Exercise details.
Copy out every line of the records below word for word, in the same order, and leave out the pictures.

Given entries.
'''

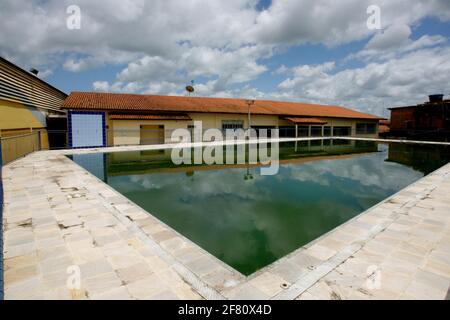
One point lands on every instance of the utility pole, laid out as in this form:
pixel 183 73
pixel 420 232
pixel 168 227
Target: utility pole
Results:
pixel 249 103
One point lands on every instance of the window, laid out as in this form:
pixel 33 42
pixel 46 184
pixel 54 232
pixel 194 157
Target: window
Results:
pixel 232 124
pixel 316 131
pixel 303 131
pixel 366 128
pixel 342 131
pixel 287 132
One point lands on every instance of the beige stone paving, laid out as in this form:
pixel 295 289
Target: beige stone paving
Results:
pixel 57 215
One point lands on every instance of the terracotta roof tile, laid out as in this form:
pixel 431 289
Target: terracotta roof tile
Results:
pixel 138 102
pixel 154 116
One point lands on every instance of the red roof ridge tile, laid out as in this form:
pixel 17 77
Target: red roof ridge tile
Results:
pixel 79 100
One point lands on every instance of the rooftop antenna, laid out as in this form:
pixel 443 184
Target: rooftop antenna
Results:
pixel 34 71
pixel 190 88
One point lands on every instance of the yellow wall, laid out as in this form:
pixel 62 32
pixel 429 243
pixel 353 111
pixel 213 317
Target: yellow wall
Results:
pixel 17 119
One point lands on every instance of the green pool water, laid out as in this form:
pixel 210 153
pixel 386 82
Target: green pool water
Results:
pixel 248 220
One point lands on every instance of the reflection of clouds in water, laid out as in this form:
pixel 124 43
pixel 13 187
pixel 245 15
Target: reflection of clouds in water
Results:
pixel 257 216
pixel 368 170
pixel 201 184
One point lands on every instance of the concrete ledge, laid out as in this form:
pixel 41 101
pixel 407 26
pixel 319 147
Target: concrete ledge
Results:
pixel 58 215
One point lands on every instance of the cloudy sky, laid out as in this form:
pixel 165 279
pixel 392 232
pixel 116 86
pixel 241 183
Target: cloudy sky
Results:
pixel 301 50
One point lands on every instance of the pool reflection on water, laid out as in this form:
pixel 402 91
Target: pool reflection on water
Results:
pixel 248 220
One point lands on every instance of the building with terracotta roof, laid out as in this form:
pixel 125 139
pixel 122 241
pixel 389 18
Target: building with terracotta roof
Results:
pixel 107 119
pixel 425 121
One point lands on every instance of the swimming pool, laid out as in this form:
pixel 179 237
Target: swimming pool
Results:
pixel 248 220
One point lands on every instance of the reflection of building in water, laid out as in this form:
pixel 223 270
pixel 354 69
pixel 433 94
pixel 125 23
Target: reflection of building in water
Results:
pixel 420 157
pixel 152 161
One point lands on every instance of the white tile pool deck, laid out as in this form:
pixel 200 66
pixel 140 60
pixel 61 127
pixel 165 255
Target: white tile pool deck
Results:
pixel 58 215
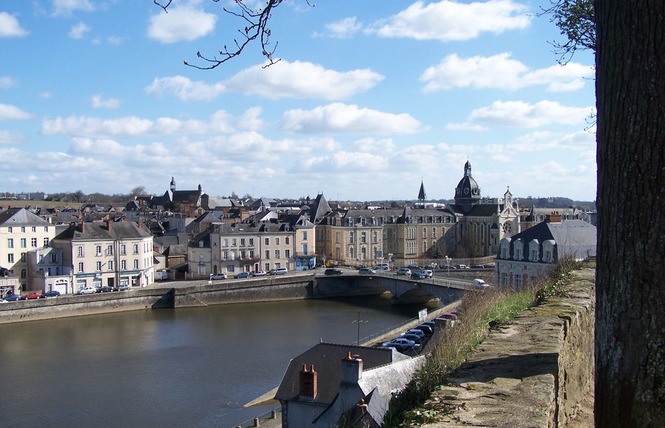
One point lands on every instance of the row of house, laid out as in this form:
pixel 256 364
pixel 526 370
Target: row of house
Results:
pixel 195 236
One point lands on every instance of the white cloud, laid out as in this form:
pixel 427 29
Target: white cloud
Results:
pixel 133 126
pixel 185 89
pixel 10 112
pixel 449 20
pixel 98 102
pixel 181 23
pixel 67 7
pixel 501 72
pixel 6 82
pixel 302 80
pixel 345 118
pixel 10 27
pixel 344 28
pixel 79 30
pixel 524 115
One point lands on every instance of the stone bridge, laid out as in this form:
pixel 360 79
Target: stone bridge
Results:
pixel 403 288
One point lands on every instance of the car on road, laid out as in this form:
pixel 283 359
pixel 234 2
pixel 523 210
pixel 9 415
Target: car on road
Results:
pixel 279 271
pixel 418 275
pixel 33 295
pixel 50 293
pixel 414 337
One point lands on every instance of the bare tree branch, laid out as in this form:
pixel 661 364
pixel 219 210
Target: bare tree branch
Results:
pixel 255 27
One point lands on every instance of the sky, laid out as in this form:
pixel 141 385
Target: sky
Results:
pixel 368 99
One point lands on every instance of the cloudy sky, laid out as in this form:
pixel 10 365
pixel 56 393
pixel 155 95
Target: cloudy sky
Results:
pixel 369 98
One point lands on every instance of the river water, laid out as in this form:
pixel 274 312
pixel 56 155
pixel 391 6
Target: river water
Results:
pixel 170 368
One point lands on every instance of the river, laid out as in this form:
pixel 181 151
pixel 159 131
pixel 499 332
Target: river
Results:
pixel 170 368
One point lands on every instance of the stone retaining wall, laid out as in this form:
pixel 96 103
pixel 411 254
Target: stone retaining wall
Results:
pixel 533 371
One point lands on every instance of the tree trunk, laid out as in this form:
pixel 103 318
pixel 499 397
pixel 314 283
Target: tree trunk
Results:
pixel 630 277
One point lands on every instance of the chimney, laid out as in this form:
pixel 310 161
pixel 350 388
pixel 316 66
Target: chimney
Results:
pixel 352 369
pixel 308 382
pixel 553 217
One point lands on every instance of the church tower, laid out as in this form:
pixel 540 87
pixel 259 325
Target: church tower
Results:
pixel 467 192
pixel 422 196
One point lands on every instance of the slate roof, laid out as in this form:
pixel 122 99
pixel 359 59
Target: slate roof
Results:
pixel 574 238
pixel 100 231
pixel 12 217
pixel 327 360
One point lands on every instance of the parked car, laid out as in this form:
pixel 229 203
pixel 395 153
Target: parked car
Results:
pixel 414 337
pixel 278 271
pixel 50 293
pixel 425 329
pixel 32 295
pixel 418 275
pixel 417 332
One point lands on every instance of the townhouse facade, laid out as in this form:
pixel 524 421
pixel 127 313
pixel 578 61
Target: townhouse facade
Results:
pixel 20 232
pixel 115 254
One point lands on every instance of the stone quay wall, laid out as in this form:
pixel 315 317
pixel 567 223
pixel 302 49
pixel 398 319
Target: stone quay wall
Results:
pixel 533 371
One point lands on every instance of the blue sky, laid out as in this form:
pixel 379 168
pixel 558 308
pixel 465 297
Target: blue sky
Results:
pixel 370 97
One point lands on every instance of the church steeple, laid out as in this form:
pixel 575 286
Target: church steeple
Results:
pixel 422 196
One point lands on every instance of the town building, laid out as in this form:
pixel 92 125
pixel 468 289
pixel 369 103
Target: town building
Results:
pixel 342 385
pixel 115 254
pixel 20 232
pixel 538 249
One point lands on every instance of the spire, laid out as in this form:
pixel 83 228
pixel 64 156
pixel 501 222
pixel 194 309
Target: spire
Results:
pixel 422 196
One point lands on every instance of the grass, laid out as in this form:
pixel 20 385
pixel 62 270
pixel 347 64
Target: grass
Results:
pixel 480 313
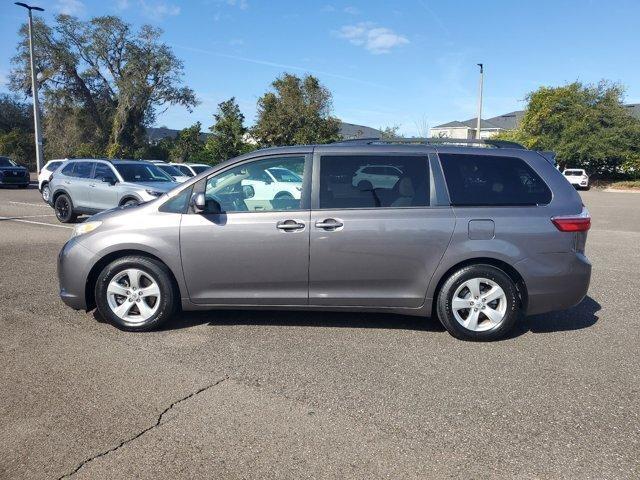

'''

Reply to the exercise.
One point lands on every instance of the utility pole, laid out as in this form:
pixel 183 73
pixel 420 232
pixel 168 227
Target: utility pole
Results:
pixel 249 103
One point lands on every instance of the window, laid out as in this form:
pixel 33 42
pixel 46 184
pixel 54 232
pixel 194 157
Target: window
Results:
pixel 232 124
pixel 316 131
pixel 303 131
pixel 366 128
pixel 342 131
pixel 287 132
One point lands on every instance of the beige stone paving, laid out as in this form:
pixel 295 289
Target: beige stone paving
Results:
pixel 57 215
One point lands on every instance of the terracotta roof tile, laid out as in this form:
pixel 431 289
Target: terracotta roof tile
Results:
pixel 138 102
pixel 154 116
One point lands on every instance of the red roof ridge tile, laid out as in this form:
pixel 17 77
Target: red roof ridge tile
Results:
pixel 79 100
One point lands on every instance of the rooftop antenna, laid out as in this form:
pixel 443 184
Target: rooftop antenna
Results:
pixel 34 71
pixel 190 88
One point lands on every instance of the yellow wall, laid out as in this form:
pixel 62 32
pixel 429 243
pixel 353 111
pixel 213 317
Target: yellow wall
Results:
pixel 17 119
One point lands on every instance of the green pool water, laid out as in this form:
pixel 210 153
pixel 386 82
Target: green pool water
Results:
pixel 248 220
One point lands on every instance of the reflection of clouds in water, laid out as in this form:
pixel 124 43
pixel 13 187
pixel 245 15
Target: reflection of clouds in water
Results:
pixel 257 216
pixel 368 170
pixel 201 184
One point lands on every instance of the concrete ledge, laid out as in this form:
pixel 41 101
pixel 407 26
pixel 319 147
Target: concrete ledge
Results:
pixel 58 215
One point lands on every instance of the cloudy sky, laid out as in this form:
pixel 165 279
pixel 392 232
pixel 116 86
pixel 241 183
Target: cloudy sky
Results:
pixel 301 50
One point lands on every instance of the pool reflection on water, laid out as in this form:
pixel 402 91
Target: pool reflection on water
Results:
pixel 248 220
One point lands on every instance of the building with terracotta roof, laid out as in this form:
pixel 125 139
pixel 122 241
pixel 389 18
Target: building with terracotta roof
Results:
pixel 107 119
pixel 425 121
One point lands on every instance of the swimming pool, laid out as in this form:
pixel 179 237
Target: swimming pool
Results:
pixel 248 220
One point lands on every instance of the reflection of building in water, laid out as in this form:
pixel 223 270
pixel 354 69
pixel 433 94
pixel 125 23
Target: reflection of building in water
Results:
pixel 420 157
pixel 152 161
One point lands on every instance of the white tile pool deck, laid out as in this form:
pixel 200 66
pixel 140 60
pixel 61 127
pixel 165 255
Target: white tile pool deck
Results:
pixel 58 215
One point lands on every instance of the row of house, laid out as in this form:
pixel 256 364
pixel 526 370
Target: row of house
Results:
pixel 195 236
One point lands on every instance of the white cloud, laid out as in this form:
pixel 427 29
Target: white cloud
Results:
pixel 133 126
pixel 185 89
pixel 10 112
pixel 449 20
pixel 98 102
pixel 181 23
pixel 67 7
pixel 501 72
pixel 6 82
pixel 302 80
pixel 345 118
pixel 10 27
pixel 344 28
pixel 79 30
pixel 524 115
One point lands on every instance of the stone bridge, laid out as in this form:
pixel 360 79
Target: stone bridge
Results:
pixel 403 288
One point lands on every instance of the car on road, laid out as in this form:
pixel 283 359
pixel 234 2
pixel 523 210
pixel 9 415
Target: car on road
Results:
pixel 279 271
pixel 418 275
pixel 33 295
pixel 50 293
pixel 414 337
One point lands on every instance of the bare tree branch, laid out as in this form:
pixel 661 364
pixel 219 210
Target: bare tree branch
Results:
pixel 255 27
One point lands on every instance of the sky, laid out as in this form:
pixel 141 385
Target: sky
Results:
pixel 368 99
One point lands on every instance of the cloudy sky, laid out as in this form:
pixel 10 365
pixel 56 393
pixel 155 95
Target: cloudy sky
Results:
pixel 369 98
One point lands on every instance of the river water, laid out as in this form:
pixel 274 312
pixel 56 155
pixel 391 6
Target: river water
Results:
pixel 170 368
One point lands on every instance of the river, laid out as in this form:
pixel 181 151
pixel 159 131
pixel 499 332
Target: river
Results:
pixel 170 368
One point lands on every instance of the stone retaining wall, laid out as in this form:
pixel 96 103
pixel 411 254
Target: stone retaining wall
Results:
pixel 533 371
One point lands on every instance of the tree trunk, laid out as in this form:
pixel 103 318
pixel 499 397
pixel 314 283
Target: tree trunk
Results:
pixel 630 277
One point lands on every instance of the chimney, laid out as in this form:
pixel 310 161
pixel 350 388
pixel 316 66
Target: chimney
Results:
pixel 352 369
pixel 308 382
pixel 553 217
One point lands on every instance of the church tower, laid out as in this form:
pixel 540 87
pixel 259 325
Target: church tower
Results:
pixel 467 192
pixel 422 196
One point lands on every instance of the slate roof, laid out as in this form:
pixel 122 99
pixel 359 59
Target: slate roof
Results:
pixel 574 238
pixel 100 231
pixel 12 217
pixel 327 360
One point lands on every instance of the parked car, laid out as in this form:
pixel 229 203
pixel 395 153
Target: parked car
Results:
pixel 414 337
pixel 278 271
pixel 50 293
pixel 425 329
pixel 32 295
pixel 418 275
pixel 417 332
One point lands on every instance of the townhouse facade, laid out as in this form:
pixel 524 421
pixel 127 313
pixel 578 61
Target: townhouse facade
Results:
pixel 20 232
pixel 115 254
One point lands on every instance of the stone quay wall, laid out as in this form:
pixel 315 317
pixel 567 223
pixel 302 49
pixel 398 319
Target: stone quay wall
Results:
pixel 533 371
One point lands on every instance of the blue sky, laid out as in this form:
pixel 379 168
pixel 558 308
pixel 465 297
Target: blue sky
Results:
pixel 370 97
One point lands on every instance of the church steeple, laid out as in this form:
pixel 575 286
Target: church steeple
Results:
pixel 422 196
One point lands on every instance of the town building, laid out as in this form:
pixel 92 125
pixel 468 289
pixel 369 103
Target: town building
Results:
pixel 342 385
pixel 115 254
pixel 20 232
pixel 538 249
One point lands on every instance of the spire, laid out as in this form:
pixel 83 228
pixel 64 156
pixel 501 222
pixel 194 309
Target: spire
Results:
pixel 422 196
One point lands on every instance of the grass, laid out as in this form:
pixel 20 385
pixel 62 270
pixel 347 64
Target: grass
Results:
pixel 480 313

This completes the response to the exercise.